#### Your objective:
What you give back must match the records below word for word.

#### Material for the task:
★ ★ ★ ★ ★
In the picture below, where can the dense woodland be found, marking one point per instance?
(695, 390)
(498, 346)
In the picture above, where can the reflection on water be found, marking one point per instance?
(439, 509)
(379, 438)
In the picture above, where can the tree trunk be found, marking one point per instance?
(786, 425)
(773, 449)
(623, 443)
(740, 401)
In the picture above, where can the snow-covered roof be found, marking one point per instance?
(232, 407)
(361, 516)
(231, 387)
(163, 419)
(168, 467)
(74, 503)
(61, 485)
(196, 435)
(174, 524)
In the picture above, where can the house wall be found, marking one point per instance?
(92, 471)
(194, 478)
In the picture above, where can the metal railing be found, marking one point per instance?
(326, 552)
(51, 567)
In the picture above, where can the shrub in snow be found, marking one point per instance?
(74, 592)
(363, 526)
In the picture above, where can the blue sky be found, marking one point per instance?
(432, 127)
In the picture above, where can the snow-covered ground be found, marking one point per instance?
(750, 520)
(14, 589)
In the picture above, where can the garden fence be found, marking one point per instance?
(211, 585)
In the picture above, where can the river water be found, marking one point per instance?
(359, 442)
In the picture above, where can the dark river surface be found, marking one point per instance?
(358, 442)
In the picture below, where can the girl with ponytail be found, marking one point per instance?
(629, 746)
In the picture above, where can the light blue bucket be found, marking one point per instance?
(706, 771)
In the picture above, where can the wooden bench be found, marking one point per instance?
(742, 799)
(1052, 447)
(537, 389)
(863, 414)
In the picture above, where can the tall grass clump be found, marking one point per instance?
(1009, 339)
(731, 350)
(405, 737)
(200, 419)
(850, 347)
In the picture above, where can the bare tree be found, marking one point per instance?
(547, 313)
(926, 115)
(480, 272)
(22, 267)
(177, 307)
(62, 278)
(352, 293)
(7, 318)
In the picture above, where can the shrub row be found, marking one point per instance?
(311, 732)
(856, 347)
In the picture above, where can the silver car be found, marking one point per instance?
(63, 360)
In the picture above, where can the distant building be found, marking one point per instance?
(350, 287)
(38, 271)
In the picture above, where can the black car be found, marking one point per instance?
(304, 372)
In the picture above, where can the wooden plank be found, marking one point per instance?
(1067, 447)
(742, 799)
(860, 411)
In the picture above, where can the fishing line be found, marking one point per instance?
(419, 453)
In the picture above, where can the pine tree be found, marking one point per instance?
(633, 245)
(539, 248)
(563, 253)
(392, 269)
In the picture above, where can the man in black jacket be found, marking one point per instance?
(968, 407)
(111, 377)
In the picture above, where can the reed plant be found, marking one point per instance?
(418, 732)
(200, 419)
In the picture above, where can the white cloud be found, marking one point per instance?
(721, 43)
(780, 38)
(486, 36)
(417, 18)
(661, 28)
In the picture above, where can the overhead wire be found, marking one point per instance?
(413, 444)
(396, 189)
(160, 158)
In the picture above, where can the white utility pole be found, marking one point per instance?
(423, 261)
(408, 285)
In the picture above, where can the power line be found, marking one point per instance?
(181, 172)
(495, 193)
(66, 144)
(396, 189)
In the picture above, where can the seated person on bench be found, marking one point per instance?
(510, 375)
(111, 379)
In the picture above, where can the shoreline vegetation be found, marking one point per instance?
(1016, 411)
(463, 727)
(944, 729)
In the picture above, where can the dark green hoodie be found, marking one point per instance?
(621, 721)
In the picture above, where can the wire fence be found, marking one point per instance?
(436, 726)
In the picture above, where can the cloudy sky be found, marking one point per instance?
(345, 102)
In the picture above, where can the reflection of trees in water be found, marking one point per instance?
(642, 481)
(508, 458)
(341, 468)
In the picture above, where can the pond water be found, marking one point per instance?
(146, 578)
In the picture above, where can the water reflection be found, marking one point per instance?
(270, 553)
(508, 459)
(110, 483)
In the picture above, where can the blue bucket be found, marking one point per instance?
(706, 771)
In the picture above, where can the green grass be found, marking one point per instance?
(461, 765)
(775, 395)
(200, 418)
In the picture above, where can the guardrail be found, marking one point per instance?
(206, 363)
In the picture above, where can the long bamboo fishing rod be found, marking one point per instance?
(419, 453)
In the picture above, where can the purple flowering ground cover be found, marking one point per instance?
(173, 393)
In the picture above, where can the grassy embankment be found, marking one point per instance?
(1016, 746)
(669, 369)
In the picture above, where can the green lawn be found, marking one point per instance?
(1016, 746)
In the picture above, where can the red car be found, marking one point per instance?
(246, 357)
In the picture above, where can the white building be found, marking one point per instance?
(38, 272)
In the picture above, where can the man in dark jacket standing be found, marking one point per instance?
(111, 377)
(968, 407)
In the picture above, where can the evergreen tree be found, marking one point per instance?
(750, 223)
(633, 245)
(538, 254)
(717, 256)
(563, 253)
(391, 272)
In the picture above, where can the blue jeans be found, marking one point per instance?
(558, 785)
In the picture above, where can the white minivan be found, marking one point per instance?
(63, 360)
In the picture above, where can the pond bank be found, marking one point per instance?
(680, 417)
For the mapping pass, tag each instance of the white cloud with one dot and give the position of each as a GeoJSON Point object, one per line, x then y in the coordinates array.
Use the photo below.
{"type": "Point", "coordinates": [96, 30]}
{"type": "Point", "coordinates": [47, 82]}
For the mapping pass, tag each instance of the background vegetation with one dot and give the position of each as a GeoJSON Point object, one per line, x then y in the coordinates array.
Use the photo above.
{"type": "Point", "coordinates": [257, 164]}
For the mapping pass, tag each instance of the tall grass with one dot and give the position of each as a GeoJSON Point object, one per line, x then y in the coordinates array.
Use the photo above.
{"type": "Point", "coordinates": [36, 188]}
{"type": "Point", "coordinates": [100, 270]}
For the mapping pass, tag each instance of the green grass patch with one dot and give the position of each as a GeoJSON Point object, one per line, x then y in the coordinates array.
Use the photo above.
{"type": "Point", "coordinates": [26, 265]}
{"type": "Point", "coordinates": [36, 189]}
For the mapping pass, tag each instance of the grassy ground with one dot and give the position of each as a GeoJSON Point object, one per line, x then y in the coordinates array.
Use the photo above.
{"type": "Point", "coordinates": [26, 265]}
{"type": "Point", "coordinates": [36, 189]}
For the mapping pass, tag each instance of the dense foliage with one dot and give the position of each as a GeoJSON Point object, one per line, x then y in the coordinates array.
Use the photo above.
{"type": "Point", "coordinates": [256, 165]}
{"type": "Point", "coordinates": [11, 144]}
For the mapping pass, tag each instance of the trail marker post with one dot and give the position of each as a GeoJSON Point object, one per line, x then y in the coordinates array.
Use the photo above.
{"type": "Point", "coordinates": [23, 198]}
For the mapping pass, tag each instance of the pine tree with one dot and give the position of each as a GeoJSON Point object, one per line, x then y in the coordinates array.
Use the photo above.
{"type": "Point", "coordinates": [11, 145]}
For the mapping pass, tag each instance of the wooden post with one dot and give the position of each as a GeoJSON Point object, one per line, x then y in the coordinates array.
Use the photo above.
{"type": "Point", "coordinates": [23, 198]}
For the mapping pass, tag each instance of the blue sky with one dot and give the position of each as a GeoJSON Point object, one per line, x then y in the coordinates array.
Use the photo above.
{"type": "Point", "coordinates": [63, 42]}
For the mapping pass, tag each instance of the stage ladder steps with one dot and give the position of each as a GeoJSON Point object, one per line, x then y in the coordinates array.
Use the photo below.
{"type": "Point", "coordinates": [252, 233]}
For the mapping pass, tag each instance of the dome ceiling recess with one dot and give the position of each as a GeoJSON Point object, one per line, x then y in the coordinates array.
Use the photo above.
★ ★ ★ ★ ★
#### Answer box:
In the picture below, where can the dense woodland be found, marking one point per instance?
(695, 390)
(498, 346)
In the picture above, where can the reflection on water be found, marking one point per instance?
(439, 509)
(379, 438)
In the picture above, where can the tree trunk be found, marking one point per instance?
(786, 425)
(773, 449)
(623, 443)
(740, 401)
In the picture above, where can the snow-covered roof be found, marking one point per instance?
(232, 407)
(361, 516)
(231, 387)
(163, 419)
(168, 467)
(74, 503)
(61, 485)
(196, 435)
(174, 524)
In the picture above, where can the house wall be found, marking one point per instance?
(92, 471)
(194, 478)
In the picture above, where can the metal railing be found, marking one point per instance?
(326, 552)
(51, 567)
In the picture above, where can the shrub in snow be found, marking one point per instance?
(74, 592)
(363, 526)
In the picture above, where can the blue sky be found, marking one point per instance?
(432, 127)
In the picture above, where can the snow-covered ground be found, marking one point per instance?
(750, 520)
(14, 589)
In the picture above, where can the garden fence be found, marking one point per instance?
(211, 585)
In the picture above, where can the river water be found, marking one point per instance?
(359, 442)
In the picture above, where can the dark river surface be found, marking one point per instance?
(358, 442)
In the picture below, where can the girl with ponytail be found, marking one point per instance?
(629, 746)
In the picture above, where can the light blue bucket be found, marking one point per instance?
(706, 771)
In the picture above, where can the wooden bench be found, marking one point per instance?
(742, 799)
(1052, 447)
(537, 389)
(863, 414)
In the picture above, where can the tall grass clump be found, marking one point per instance?
(1009, 339)
(731, 350)
(405, 737)
(200, 419)
(850, 347)
In the picture above, where can the bare tree be found, marking one point per instance?
(547, 313)
(926, 115)
(480, 272)
(22, 267)
(177, 307)
(62, 278)
(352, 293)
(7, 318)
In the picture above, where can the shrub row be found, marking one point per instance?
(311, 732)
(856, 347)
In the picture above, where can the silver car be found, marking one point per instance?
(63, 360)
In the picture above, where can the distant building be found, marking one point per instance?
(350, 287)
(38, 271)
In the picture above, where can the black car be found, marking one point per instance?
(304, 372)
In the picture above, where can the wooden plank be found, marking one point per instance?
(1067, 447)
(742, 799)
(860, 411)
In the picture above, where can the fishing line be found, marking one point per instance?
(419, 453)
In the picture above, where can the pine tree be found, marking one point per instance?
(633, 245)
(539, 248)
(563, 253)
(392, 269)
In the picture above, where can the man in black jacket be found, marking one point per instance?
(968, 407)
(111, 377)
In the picture above, where can the reed plant be found, marking one point per instance?
(418, 732)
(200, 419)
In the picture above, where can the white cloud be found, marking one point per instance?
(721, 43)
(780, 38)
(486, 36)
(417, 18)
(661, 28)
In the picture above, where can the overhead wire be found, marking one point per instance?
(413, 444)
(396, 189)
(160, 158)
In the picture above, where can the white utility pole be found, marking one point per instance?
(423, 261)
(408, 285)
In the picture above, where can the power line be found, marking one point per instance?
(181, 172)
(495, 193)
(66, 144)
(396, 189)
In the picture above, where can the seated person on bench be found, marking one point per instance?
(510, 375)
(111, 379)
In the picture above, where can the shoreline vegetation be found, marking one point per instance?
(1016, 411)
(463, 727)
(944, 729)
In the picture above, where can the dark green hoodie be found, marking one point per instance?
(621, 721)
In the picture above, where can the wire fence be found, marking one point per instance?
(436, 726)
In the picture above, where can the cloudy sky be found, marking one point per instance?
(345, 102)
In the picture above, where can the reflection of trees in water be found, marking one point per instance?
(642, 481)
(508, 458)
(341, 468)
In the picture above, where can the pond water be found, marking one point per instance?
(146, 578)
In the picture above, where can the water reflection be found, marking one point per instance?
(270, 553)
(508, 459)
(110, 483)
In the picture above, where can the blue bucket be found, marking one point per instance?
(706, 771)
In the picture above, where can the green grass be found, marking one point per instance?
(461, 765)
(775, 395)
(200, 418)
In the picture above, where can the guardrail be found, marking one point per instance?
(206, 363)
In the picture above, where can the long bamboo fishing rod be found, marking one point per instance?
(419, 453)
In the picture above, where can the purple flowering ground cover be found, marking one point per instance?
(173, 393)
In the picture above, where can the grassy embankment be found, marking one point per instance?
(1016, 746)
(669, 369)
In the picture above, where can the green lawn be found, marking one point per instance?
(1016, 746)
In the picture above, where can the red car be found, marking one point per instance?
(246, 357)
In the picture above, where can the white building be found, marking one point per instance?
(38, 272)
In the picture above, where can the man in dark jacket standing be found, marking one point per instance?
(111, 377)
(968, 407)
In the picture above, where can the evergreen tree be found, marking one point per instance?
(750, 223)
(633, 245)
(538, 254)
(717, 256)
(563, 253)
(391, 272)
In the picture above, where can the blue jeans be found, marking one point per instance?
(558, 785)
In the picture above, where can the white minivan be found, marking one point per instance?
(63, 360)
In the picture above, where can the pond bank be found, marking one point per instance?
(680, 417)
For the mapping pass, tag each instance of the white cloud with one dot and give the position of each as a GeoJSON Point object, one per line, x then y in the coordinates array.
Use the photo below.
{"type": "Point", "coordinates": [96, 30]}
{"type": "Point", "coordinates": [47, 82]}
For the mapping pass, tag each instance of the background vegetation with one dot and give the position of each as a GeoJSON Point object, one per line, x then y in the coordinates array.
Use the photo above.
{"type": "Point", "coordinates": [257, 164]}
For the mapping pass, tag each instance of the tall grass with one dot and give the position of each as a GeoJSON Point object, one per line, x then y in the coordinates array.
Use the photo above.
{"type": "Point", "coordinates": [36, 188]}
{"type": "Point", "coordinates": [100, 270]}
For the mapping pass, tag each instance of the green grass patch with one dot and give the position of each as a GeoJSON Point object, one per line, x then y in the coordinates array.
Use the photo above.
{"type": "Point", "coordinates": [26, 265]}
{"type": "Point", "coordinates": [36, 189]}
For the mapping pass, tag each instance of the grassy ground with one dot and give the position of each as a GeoJSON Point object, one per line, x then y in the coordinates array.
Use the photo above.
{"type": "Point", "coordinates": [26, 265]}
{"type": "Point", "coordinates": [36, 189]}
For the mapping pass, tag each instance of the dense foliage with one dot and give the position of each as a GeoJSON Point object, one per line, x then y in the coordinates array.
Use the photo above.
{"type": "Point", "coordinates": [256, 165]}
{"type": "Point", "coordinates": [11, 144]}
For the mapping pass, tag each instance of the trail marker post with one dot and give the position of each as a GeoJSON Point object, one per line, x then y in the coordinates array.
Use the photo above.
{"type": "Point", "coordinates": [23, 198]}
For the mapping pass, tag each instance of the pine tree with one dot and give the position of each as a GeoJSON Point object, one per line, x then y in the coordinates array.
Use the photo above.
{"type": "Point", "coordinates": [11, 145]}
For the mapping pass, tag each instance of the wooden post with one dot and give the position of each as a GeoJSON Point object, one per line, x then y in the coordinates array.
Use the photo above.
{"type": "Point", "coordinates": [23, 198]}
For the mapping pass, tag each instance of the blue sky with one dot and give the position of each as a GeoJSON Point object, one per line, x then y in the coordinates array.
Use the photo above.
{"type": "Point", "coordinates": [63, 42]}
For the mapping pass, tag each instance of the stage ladder steps with one dot and give the position of each as a GeoJSON Point object, one per line, x then y in the coordinates array.
Use the photo below.
{"type": "Point", "coordinates": [252, 233]}
For the mapping pass, tag each instance of the dome ceiling recess with one dot and give the position of each as a GeoJSON Point object, one per line, x then y in the coordinates array.
Use the photo above.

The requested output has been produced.